## WHAT NEEDS TO BE DONE:
Reproduce the entries below with every occurrence of "white headphones" changed to "black headphones" and nothing else altered.

··· DATASET EXTRACT

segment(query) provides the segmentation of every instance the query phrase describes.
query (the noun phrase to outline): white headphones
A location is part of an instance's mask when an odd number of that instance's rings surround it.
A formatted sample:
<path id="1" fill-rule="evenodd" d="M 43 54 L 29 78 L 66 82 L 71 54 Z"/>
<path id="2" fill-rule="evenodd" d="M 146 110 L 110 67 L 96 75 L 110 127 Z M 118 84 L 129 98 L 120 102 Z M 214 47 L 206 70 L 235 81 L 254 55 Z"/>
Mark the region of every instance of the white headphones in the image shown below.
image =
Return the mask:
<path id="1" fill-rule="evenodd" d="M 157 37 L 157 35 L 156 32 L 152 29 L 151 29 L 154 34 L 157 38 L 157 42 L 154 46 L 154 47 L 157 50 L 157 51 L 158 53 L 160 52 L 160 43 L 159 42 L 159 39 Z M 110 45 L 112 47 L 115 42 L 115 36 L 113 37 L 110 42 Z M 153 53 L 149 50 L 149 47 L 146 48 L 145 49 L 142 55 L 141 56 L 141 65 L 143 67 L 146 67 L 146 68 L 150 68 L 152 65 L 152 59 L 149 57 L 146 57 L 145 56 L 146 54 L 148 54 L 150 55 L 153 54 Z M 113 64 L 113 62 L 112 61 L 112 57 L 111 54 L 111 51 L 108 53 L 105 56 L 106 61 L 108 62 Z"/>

······

## PROBLEM SOLUTION:
segment(query) provides the segmentation of every instance the query phrase describes.
query (the noun phrase to outline): black headphones
A location is part of an instance's mask when an odd number of that instance's rings surround it.
A formatted sample:
<path id="1" fill-rule="evenodd" d="M 43 54 L 29 78 L 66 82 L 71 54 Z"/>
<path id="2" fill-rule="evenodd" d="M 146 110 L 110 67 L 96 75 L 110 127 Z M 118 84 L 129 98 L 120 102 Z M 214 47 L 206 70 L 235 81 L 254 55 Z"/>
Mark the region of every instance of the black headphones in the image shown below.
image =
Return the mask:
<path id="1" fill-rule="evenodd" d="M 157 37 L 157 35 L 156 32 L 152 29 L 151 29 L 154 34 L 157 38 L 157 42 L 154 46 L 154 47 L 157 50 L 157 51 L 158 53 L 160 52 L 160 43 L 159 42 L 159 39 Z M 110 45 L 112 47 L 115 42 L 115 36 L 113 37 L 110 42 Z M 153 53 L 149 50 L 149 47 L 146 48 L 145 49 L 142 55 L 141 56 L 141 65 L 143 67 L 146 67 L 146 68 L 150 68 L 152 65 L 152 59 L 149 57 L 146 57 L 145 56 L 146 54 L 148 54 L 150 55 L 153 54 Z M 113 64 L 113 62 L 112 61 L 112 57 L 111 54 L 111 51 L 108 53 L 105 56 L 106 61 L 108 62 Z"/>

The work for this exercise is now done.